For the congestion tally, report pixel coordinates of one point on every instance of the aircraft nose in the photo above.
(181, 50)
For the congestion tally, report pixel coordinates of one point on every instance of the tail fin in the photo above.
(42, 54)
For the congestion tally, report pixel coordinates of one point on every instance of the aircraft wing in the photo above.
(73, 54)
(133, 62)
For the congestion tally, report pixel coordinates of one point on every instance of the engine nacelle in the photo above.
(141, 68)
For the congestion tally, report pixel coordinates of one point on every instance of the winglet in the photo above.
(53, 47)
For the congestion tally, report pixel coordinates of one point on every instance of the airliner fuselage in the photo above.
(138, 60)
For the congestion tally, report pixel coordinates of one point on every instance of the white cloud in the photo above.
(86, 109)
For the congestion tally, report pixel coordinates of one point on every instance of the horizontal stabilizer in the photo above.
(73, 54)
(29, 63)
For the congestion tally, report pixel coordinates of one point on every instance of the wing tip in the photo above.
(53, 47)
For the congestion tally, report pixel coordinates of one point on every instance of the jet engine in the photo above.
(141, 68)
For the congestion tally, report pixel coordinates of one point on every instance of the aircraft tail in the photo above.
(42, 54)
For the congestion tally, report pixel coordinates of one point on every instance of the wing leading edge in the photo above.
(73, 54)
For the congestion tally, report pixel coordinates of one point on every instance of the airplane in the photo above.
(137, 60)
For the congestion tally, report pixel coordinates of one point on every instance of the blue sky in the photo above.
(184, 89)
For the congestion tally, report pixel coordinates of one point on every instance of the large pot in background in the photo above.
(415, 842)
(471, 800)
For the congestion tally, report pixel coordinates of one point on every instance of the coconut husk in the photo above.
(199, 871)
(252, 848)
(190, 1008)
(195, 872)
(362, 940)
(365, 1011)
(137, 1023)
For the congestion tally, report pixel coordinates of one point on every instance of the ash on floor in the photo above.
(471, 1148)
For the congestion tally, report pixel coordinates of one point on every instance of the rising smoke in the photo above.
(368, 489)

▶ ACTIVITY: For every entry above, give it back exactly as written.

▶ RESPONSE:
For the congestion tally, report pixel coordinates of one point on every instance of the aircraft nose in the photo above.
(181, 50)
For the congestion tally, report pixel coordinates of one point on every instance of the tail fin in the photo above.
(42, 54)
For the congestion tally, report pixel coordinates of one point on every instance of the aircraft wing in the photo above.
(73, 54)
(133, 62)
For the congestion tally, report pixel coordinates of one point on every instance of the engine nacelle in the photo above.
(141, 68)
For the congestion tally, report pixel coordinates of one point on every instance of the winglet in the photo above.
(53, 47)
For the congestion tally, report pixel coordinates of one point on every instance of the airliner fuselage in the photo above.
(138, 60)
For the congestion tally, report pixel coordinates of one point on every instance of the white cloud in the photo above.
(86, 109)
For the congestion tally, report pixel coordinates of one point on every instance of the horizontal stabilizer in the photo above.
(73, 54)
(29, 63)
For the congestion tally, report pixel coordinates of one point on every instance of the wing tip in the photo above.
(53, 47)
For the congestion tally, report pixel coordinates of one point on every instance of the jet engine in the photo above.
(141, 68)
For the congestion tally, report pixel coordinates of one point on every instance of the aircraft tail in the photo above.
(42, 54)
For the congestion tally, report pixel coordinates of one point on every instance of the wing leading edge in the photo above.
(73, 54)
For the congestion tally, report pixel coordinates of one point on every instance of the airplane in the photo above.
(137, 60)
For the congestion tally, report pixel coordinates of one point on every instance of the blue sky in the photo above.
(184, 89)
For the congestion tally, report pixel coordinates of one point on every instance of the large pot in background in the photo above.
(415, 842)
(471, 800)
For the congestion tally, report pixel coordinates of one point on every instance of the coconut husk in the photo above.
(199, 871)
(252, 848)
(190, 1008)
(195, 872)
(362, 940)
(365, 1011)
(137, 1023)
For the congestion tally, report pixel coordinates of one point on every instance of the ash on floor in the photo above.
(471, 1148)
For the congestion tally, report pixel coordinates of one point on every instance of the rising smoke in the photo above.
(368, 489)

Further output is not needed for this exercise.